## TEXT
-.-.-

On 4/10/18 12:17 PM, Cyrill Gorcunov wrote:
On Tue, Apr 10, 2018 at 11:28:13AM -0700, Yang Shi wrote:
At the first glance, it looks feasible to me. Will look into deeper
later.
A further look told me this might be *not* feasible.
It looks the new lock will not break check_data_rlimit since in my patch
both start_brk and brk is protected by mmap_sem. The code flow might look
like below:
CPU A CPU B
-------- --------
prctl sys_brk
down_write
check_data_rlimit check_data_rlimit (need mm->start_brk)
set brk
down_write up_write
set start_brk
set brk
up_write
If CPU A gets the mmap_sem first, it will set start_brk and brk, then CPU B
will check with the new start_brk. And, prctl doesn't care if sys_brk is run
before it since it gets the new start_brk and brk from parameter.
If we protect start_brk and brk with the new lock, sys_brk might get old
start_brk, then sys_brk might break rlimit check silently, is that right?
So, it looks using new lock in prctl and keeping mmap_sem in brk path has
race condition.

-.-.-

## DATA EXTRACT

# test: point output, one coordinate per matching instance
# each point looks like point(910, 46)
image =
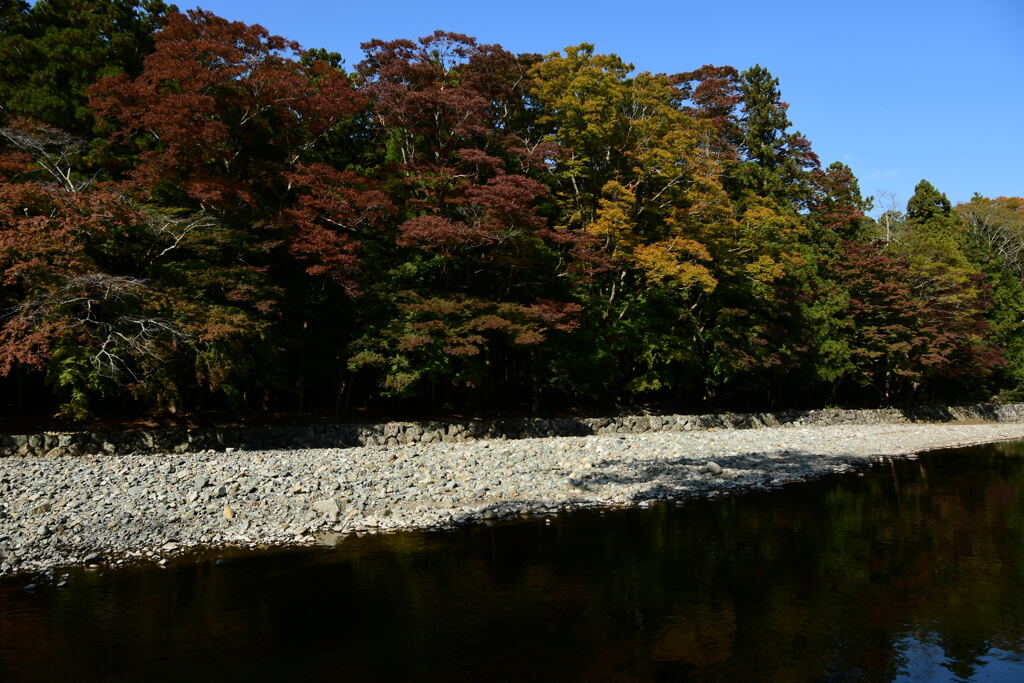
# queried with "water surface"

-.-.-

Reproduce in full the mailing-list message about start_brk, brk and the mmap_sem race, shown above before the lines.

On 4/10/18 12:17 PM, Cyrill Gorcunov wrote:
On Tue, Apr 10, 2018 at 11:28:13AM -0700, Yang Shi wrote:
At the first glance, it looks feasible to me. Will look into deeper
later.
A further look told me this might be *not* feasible.
It looks the new lock will not break check_data_rlimit since in my patch
both start_brk and brk is protected by mmap_sem. The code flow might look
like below:
CPU A CPU B
-------- --------
prctl sys_brk
down_write
check_data_rlimit check_data_rlimit (need mm->start_brk)
set brk
down_write up_write
set start_brk
set brk
up_write
If CPU A gets the mmap_sem first, it will set start_brk and brk, then CPU B
will check with the new start_brk. And, prctl doesn't care if sys_brk is run
before it since it gets the new start_brk and brk from parameter.
If we protect start_brk and brk with the new lock, sys_brk might get old
start_brk, then sys_brk might break rlimit check silently, is that right?
So, it looks using new lock in prctl and keeping mmap_sem in brk path has
race condition.